Task objective:
Retype every entry in its entirety, without alteration.

· · ·

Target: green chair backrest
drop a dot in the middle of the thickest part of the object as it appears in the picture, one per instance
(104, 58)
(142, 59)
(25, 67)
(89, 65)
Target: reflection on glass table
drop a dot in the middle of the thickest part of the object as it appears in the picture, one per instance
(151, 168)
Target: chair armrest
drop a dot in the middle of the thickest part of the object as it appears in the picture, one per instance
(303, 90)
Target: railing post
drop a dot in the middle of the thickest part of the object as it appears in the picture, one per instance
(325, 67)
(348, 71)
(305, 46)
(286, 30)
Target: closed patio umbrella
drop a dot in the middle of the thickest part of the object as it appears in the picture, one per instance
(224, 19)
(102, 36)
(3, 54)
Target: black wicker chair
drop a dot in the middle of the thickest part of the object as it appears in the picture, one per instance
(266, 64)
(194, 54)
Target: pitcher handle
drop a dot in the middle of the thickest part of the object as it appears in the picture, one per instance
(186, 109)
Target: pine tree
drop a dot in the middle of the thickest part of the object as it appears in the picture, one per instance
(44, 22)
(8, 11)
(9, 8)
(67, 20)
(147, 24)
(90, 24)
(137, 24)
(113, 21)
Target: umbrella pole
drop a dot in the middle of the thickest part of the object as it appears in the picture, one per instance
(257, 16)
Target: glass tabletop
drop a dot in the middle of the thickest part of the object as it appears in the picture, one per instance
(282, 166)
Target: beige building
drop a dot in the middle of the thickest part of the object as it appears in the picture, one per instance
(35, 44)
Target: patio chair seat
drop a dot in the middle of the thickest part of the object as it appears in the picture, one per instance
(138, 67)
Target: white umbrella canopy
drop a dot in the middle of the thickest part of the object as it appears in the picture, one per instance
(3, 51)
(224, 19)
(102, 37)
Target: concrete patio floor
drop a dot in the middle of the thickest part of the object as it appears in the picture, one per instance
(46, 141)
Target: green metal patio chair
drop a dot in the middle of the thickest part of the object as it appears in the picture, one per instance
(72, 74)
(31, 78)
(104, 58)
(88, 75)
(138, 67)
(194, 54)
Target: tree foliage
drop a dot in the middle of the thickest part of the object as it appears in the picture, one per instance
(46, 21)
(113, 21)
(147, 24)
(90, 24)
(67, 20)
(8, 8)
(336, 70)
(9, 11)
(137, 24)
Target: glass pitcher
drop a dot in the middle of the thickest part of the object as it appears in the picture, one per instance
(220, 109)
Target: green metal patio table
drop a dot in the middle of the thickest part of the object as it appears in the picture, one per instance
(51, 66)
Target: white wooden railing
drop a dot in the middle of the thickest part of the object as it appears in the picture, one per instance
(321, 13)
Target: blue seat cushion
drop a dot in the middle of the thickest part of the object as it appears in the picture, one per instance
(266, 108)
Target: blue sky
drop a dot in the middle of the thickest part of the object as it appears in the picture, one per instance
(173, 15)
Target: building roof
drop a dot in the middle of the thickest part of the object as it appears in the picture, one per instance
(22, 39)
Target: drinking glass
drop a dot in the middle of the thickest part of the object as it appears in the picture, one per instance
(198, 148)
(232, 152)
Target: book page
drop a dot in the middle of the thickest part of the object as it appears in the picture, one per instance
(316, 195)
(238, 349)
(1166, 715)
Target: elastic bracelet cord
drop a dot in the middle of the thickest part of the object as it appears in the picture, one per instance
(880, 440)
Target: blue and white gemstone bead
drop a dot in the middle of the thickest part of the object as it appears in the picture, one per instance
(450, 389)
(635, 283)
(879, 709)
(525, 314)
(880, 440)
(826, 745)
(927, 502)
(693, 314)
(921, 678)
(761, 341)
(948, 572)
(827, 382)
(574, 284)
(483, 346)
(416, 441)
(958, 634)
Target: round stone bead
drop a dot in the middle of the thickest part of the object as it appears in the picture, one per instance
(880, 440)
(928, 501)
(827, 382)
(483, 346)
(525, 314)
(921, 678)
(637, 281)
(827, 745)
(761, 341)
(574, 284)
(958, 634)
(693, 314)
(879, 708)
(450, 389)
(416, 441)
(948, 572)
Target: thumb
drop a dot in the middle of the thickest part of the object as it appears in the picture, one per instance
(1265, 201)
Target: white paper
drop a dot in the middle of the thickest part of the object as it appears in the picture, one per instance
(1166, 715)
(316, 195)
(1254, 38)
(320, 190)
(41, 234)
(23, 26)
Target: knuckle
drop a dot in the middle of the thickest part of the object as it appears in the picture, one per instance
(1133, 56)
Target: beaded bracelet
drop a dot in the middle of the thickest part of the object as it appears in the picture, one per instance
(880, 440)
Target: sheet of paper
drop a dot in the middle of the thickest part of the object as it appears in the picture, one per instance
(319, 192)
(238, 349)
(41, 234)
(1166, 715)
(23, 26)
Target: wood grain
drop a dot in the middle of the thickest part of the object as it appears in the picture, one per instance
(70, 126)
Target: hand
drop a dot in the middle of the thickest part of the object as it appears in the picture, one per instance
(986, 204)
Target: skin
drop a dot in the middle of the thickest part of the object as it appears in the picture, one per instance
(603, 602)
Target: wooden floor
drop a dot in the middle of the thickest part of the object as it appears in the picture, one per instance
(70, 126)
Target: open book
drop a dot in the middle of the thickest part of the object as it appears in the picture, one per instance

· · ·

Result:
Target: green chair backrest
drop a dot in the middle of the thickest part of the object as it appears in the picture, one per instance
(104, 58)
(142, 59)
(25, 67)
(89, 65)
Target: reflection on glass table
drop a dot in the middle of the thickest part of the object as it appears in the picture, one per instance
(151, 168)
Target: chair armrest
drop a dot in the middle of the thickest part of the object as it appears in the picture, one per instance
(303, 90)
Target: railing post
drop a dot in the middle of the thickest part of the object as it appears in the picture, one per instance
(325, 67)
(348, 71)
(305, 46)
(286, 30)
Target: closed patio umbrella
drop a dot in the middle of the thickest part of the object as it appears in the picture, one per instance
(224, 19)
(102, 36)
(3, 54)
Target: black wicker chair
drop a dot in the middle of the thickest part of the object as it appears in the picture, one per instance
(266, 64)
(194, 54)
Target: pitcher handle
drop a dot in the middle of the thickest part of the object as it appears in the picture, one per instance
(186, 109)
Target: pine tree
drop a dot in the middle of the thickest part of the object as it appears in the picture, one per instance
(44, 22)
(8, 11)
(9, 8)
(67, 20)
(147, 24)
(90, 24)
(137, 24)
(113, 21)
Target: umbrella pole
drop a dot in the middle of the thickest part of the object as it appears in the picture, one per instance
(257, 16)
Target: glass tabletop
drop a dot in the middle of the thickest part of the object as it appears in the picture, one per instance
(282, 166)
Target: beige building
drop a dot in the middle of the thickest part of the object as it appears in the picture, one per instance
(35, 44)
Target: patio chair seat
drop a dot in the middle of the thickest part of the object as it appears in the picture, one per instance
(138, 67)
Target: white umbrella canopy
drop a dot in the middle of the thickest part of the object as it appears in the picture, one per instance
(3, 51)
(224, 19)
(102, 37)
Target: concrete patio floor
drop a dot in the middle of the thickest part of the object as it appears in the picture, one per instance
(46, 141)
Target: green metal patio chair
drop a dot in the middle of the thickest part of the object as it appears in the picture, one per instance
(72, 74)
(31, 78)
(104, 58)
(88, 75)
(138, 67)
(194, 54)
Target: tree foliage
drop a dot in the middle of the thickest part of the object as it appears in the picture, one per instance
(46, 21)
(113, 21)
(147, 24)
(90, 24)
(67, 20)
(8, 8)
(336, 70)
(9, 11)
(137, 24)
Target: glass pitcher
drop a dot in the middle of the thickest part of the object as it appears in the picture, one per instance
(220, 109)
Target: green metal patio table
drop a dot in the middle of the thickest part of the object as it appears in the picture, one per instance
(51, 66)
Target: white wooden railing
drop a dot in the middle of the thickest part of the object as it appears in the picture, one per instance
(321, 13)
Target: blue seat cushion
drop a dot in the middle of the thickest part of the object as it appears in the picture, one per instance
(266, 108)
Target: blue sky
drop a dot in the middle of the thickest part of the object as it appears in the picture, one per instance
(173, 15)
Target: building roof
drop a dot in the middle of the thickest part of the object as it appears in the picture, one per instance
(22, 39)
Target: drinking glass
drop a dot in the middle of the thickest part of the object as it appears in the picture, one per instance
(198, 148)
(232, 152)
Target: book page
drop a dot in the middle of the thickest part of the object as it appears in the picture, one per instance
(316, 195)
(238, 349)
(1166, 715)
Target: elastic bracelet cord
drop a dot in the middle of the thickest part of the object as it appears in the picture, one per instance
(880, 440)
Target: blue and white gemstone bead
drop a dot in the middle of the thickest part of the object as it appears in the picture, one per instance
(450, 389)
(635, 283)
(879, 709)
(525, 314)
(880, 440)
(826, 745)
(927, 502)
(693, 314)
(921, 678)
(761, 341)
(948, 572)
(827, 382)
(574, 284)
(483, 346)
(416, 441)
(958, 634)
Target: round stone bead
drop a dot in the middle of the thickest part of the object as it appears in the picture, one per instance
(880, 440)
(928, 501)
(827, 382)
(483, 346)
(525, 314)
(921, 678)
(637, 281)
(827, 745)
(761, 341)
(574, 284)
(958, 634)
(693, 314)
(879, 708)
(450, 389)
(416, 441)
(948, 572)
Target: thumb
drop a dot in the middle of the thickest part of the object as it appears in the picture, one per instance
(1265, 201)
Target: white paper
drop a dot in the middle of the thickest part of the object as it appears in the picture, one per instance
(1166, 715)
(316, 195)
(1254, 38)
(320, 190)
(41, 234)
(23, 26)
Target: knuckle
drop a dot in the middle of the thickest part of the object as it appears in the picture, one per instance
(1133, 56)
Target: beaded bracelet
drop a dot in the middle of the thickest part of the object as it appears in the picture, one per instance
(880, 440)
Target: sheet of paper
drop a dot in the middle of the thickest part of the object as it appears in the picture, one per instance
(319, 192)
(238, 349)
(41, 234)
(1166, 715)
(23, 26)
Target: wood grain
drop a dot in the middle of the thickest part of the object as it appears in the picture, one per instance
(70, 126)
Target: hand
drop a dot in the middle of the thickest part of the object as it appears in the picture, one per instance
(986, 204)
Target: skin
drop a dot in the middle of the thickest part of the object as it appears in the picture, one per instance
(603, 602)
Target: wooden floor
drop a dot in the middle of the thickest part of the object as it appears in the picture, one per instance
(70, 126)
Target: open book
drop a dot in the middle of the thickest part of the object as it appears in the picture, one per instance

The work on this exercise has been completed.